Task to complete: List each line in the entries below that contains the string "sheep", copying every such line in full.

Bounding-box records:
+ + + + + + +

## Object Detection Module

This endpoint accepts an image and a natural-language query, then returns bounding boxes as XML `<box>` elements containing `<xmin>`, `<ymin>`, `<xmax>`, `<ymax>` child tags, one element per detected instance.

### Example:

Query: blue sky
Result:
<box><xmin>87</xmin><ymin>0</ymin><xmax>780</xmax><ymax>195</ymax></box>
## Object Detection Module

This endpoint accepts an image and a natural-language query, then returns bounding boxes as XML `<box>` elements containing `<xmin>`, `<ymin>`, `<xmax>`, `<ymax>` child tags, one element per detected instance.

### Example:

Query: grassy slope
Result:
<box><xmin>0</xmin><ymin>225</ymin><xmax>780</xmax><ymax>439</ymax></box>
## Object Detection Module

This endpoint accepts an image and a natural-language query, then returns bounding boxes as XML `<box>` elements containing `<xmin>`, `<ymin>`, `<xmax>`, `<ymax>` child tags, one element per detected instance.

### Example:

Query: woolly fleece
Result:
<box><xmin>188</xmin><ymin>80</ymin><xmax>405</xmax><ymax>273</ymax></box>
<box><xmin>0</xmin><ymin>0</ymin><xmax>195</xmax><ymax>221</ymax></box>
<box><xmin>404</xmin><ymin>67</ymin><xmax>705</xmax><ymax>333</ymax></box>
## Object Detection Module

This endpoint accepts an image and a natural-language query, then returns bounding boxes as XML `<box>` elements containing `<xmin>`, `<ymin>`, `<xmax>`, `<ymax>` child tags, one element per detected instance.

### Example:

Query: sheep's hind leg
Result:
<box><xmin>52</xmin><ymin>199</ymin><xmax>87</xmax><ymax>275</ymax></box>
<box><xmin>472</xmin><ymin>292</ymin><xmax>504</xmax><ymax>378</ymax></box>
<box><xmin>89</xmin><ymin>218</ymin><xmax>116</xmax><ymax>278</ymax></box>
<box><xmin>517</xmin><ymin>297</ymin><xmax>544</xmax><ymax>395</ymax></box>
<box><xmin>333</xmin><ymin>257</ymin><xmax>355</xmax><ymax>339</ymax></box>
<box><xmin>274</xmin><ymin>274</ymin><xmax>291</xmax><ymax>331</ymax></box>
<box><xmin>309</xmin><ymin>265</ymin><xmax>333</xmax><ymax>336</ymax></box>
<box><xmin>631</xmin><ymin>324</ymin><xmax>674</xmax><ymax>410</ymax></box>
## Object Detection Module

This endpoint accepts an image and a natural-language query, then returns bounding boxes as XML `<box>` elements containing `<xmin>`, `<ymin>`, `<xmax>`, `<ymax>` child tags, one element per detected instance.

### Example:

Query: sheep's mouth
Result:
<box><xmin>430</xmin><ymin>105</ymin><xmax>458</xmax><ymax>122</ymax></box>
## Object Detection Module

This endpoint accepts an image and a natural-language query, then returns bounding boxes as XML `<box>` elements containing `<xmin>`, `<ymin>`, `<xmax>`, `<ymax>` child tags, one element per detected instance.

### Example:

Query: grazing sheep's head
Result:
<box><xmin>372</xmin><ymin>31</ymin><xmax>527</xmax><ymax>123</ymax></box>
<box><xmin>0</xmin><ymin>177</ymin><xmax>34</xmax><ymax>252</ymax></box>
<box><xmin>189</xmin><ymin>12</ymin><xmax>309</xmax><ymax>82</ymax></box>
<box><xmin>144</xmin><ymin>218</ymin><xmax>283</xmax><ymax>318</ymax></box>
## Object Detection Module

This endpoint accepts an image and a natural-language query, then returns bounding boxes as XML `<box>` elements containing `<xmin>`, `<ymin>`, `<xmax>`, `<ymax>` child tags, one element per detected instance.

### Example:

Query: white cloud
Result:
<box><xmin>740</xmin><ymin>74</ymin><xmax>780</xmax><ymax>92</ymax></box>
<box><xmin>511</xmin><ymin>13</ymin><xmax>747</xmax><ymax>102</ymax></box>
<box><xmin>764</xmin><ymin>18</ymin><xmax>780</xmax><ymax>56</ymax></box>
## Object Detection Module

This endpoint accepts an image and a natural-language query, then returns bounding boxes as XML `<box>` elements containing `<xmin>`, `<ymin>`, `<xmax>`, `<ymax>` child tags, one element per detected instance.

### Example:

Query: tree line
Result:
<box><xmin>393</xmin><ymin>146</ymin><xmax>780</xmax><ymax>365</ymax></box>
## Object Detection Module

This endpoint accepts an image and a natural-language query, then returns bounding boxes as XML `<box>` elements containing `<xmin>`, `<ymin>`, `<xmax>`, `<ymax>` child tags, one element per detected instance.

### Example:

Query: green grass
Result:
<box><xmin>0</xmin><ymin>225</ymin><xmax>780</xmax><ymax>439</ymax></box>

+ + + + + + +

Response:
Query: sheep's hind leg
Query: sheep's mouth
Query: grazing sheep's head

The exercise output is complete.